#### AIM OF THE EXERCISE:
Reproduce all entries precisely as they are written.

#### THE INPUT:

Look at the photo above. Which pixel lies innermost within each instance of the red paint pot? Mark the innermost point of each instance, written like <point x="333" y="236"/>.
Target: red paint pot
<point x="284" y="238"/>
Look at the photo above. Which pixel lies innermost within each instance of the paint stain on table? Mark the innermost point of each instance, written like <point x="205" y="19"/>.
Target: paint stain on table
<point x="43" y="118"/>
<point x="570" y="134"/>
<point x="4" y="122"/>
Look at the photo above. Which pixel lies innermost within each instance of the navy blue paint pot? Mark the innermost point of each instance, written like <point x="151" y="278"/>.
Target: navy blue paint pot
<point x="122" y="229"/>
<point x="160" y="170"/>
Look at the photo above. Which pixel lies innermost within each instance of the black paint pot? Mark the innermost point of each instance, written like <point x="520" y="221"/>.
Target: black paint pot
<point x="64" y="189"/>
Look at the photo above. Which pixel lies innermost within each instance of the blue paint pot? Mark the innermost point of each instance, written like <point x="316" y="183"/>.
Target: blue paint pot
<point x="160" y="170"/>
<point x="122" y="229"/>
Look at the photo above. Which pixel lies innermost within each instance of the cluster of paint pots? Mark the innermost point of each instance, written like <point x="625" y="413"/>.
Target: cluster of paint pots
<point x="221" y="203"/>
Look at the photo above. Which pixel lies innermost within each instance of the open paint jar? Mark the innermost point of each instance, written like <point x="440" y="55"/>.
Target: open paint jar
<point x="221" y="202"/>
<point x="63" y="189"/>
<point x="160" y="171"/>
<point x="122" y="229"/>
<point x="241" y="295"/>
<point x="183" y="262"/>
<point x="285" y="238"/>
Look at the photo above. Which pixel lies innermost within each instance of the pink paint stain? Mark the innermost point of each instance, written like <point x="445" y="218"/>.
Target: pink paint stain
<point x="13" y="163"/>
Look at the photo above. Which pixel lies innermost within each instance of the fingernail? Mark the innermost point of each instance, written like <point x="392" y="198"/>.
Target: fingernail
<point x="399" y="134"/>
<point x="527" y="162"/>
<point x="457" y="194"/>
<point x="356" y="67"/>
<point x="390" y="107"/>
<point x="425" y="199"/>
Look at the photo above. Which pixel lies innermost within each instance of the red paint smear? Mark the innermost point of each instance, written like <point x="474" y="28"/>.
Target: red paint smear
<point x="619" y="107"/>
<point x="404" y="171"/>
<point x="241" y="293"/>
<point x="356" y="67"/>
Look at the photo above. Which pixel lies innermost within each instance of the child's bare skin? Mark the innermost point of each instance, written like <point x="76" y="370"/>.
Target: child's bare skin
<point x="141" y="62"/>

#### ANSWER SPACE:
Look at the photo above. Which pixel lies innermost within each instance of the red paint pot? Mark the innermost point of each instance, written like <point x="333" y="236"/>.
Target: red paint pot
<point x="284" y="238"/>
Look at the photo above. Which pixel lies innermost within each instance of the paint stain on table? Mark the innermost point of each instance, written like <point x="205" y="19"/>.
Target: paint stain on table
<point x="43" y="118"/>
<point x="570" y="134"/>
<point x="4" y="122"/>
Look at the photo above. Which pixel lies innermost within each instance of the navy blue paint pot? Mark the innermost point of each instance, written like <point x="151" y="278"/>.
Target: navy blue paint pot
<point x="122" y="229"/>
<point x="160" y="170"/>
Look at the photo above. Which pixel lies innermost within each instance of the black paint pot? Mark the innermost point of each instance, written like <point x="520" y="221"/>.
Target: black paint pot
<point x="64" y="189"/>
Look at the photo above. Which pixel lies innermost within each instance of the blue paint pot? Mark the innermost point of each instance, written like <point x="316" y="183"/>.
Target: blue paint pot
<point x="160" y="170"/>
<point x="122" y="229"/>
Look at the photo above. Which pixel lies innermost within each instance of the cluster of paint pots? Mark the innermost point of each instance, written like <point x="625" y="413"/>.
Target: cluster of paint pots
<point x="221" y="203"/>
Look at the photo above. Which pixel lies innermost within each instance of the open paint jar? Mark the innermost point of each instance, written like <point x="440" y="55"/>.
Target: open paint jar
<point x="221" y="202"/>
<point x="63" y="189"/>
<point x="160" y="171"/>
<point x="122" y="229"/>
<point x="241" y="295"/>
<point x="183" y="262"/>
<point x="285" y="238"/>
Look at the photo above. Which pixel lies innermost within each instance of the pink paint stain? Mark the innermost point of each instance, written like <point x="445" y="218"/>.
Target: pink paint stain
<point x="13" y="163"/>
Look at the photo above. Which pixel lies innermost within each instance of the fingernail? Mark the innermost point of each instance, written like <point x="392" y="198"/>.
Target: fingernail
<point x="399" y="134"/>
<point x="527" y="162"/>
<point x="457" y="194"/>
<point x="356" y="67"/>
<point x="390" y="107"/>
<point x="425" y="199"/>
Look at the photo above. Which pixel lies innermost within each instance of the red paint smear? Mark the innermost point of each instance, written like <point x="474" y="28"/>.
Target: red paint smear
<point x="619" y="107"/>
<point x="404" y="171"/>
<point x="241" y="293"/>
<point x="356" y="67"/>
Look at the photo above. Which pixel lies innermost within each instance of the child's bare skin? Mark the innermost point of each instance, written like <point x="76" y="370"/>.
Target: child's bare skin
<point x="141" y="62"/>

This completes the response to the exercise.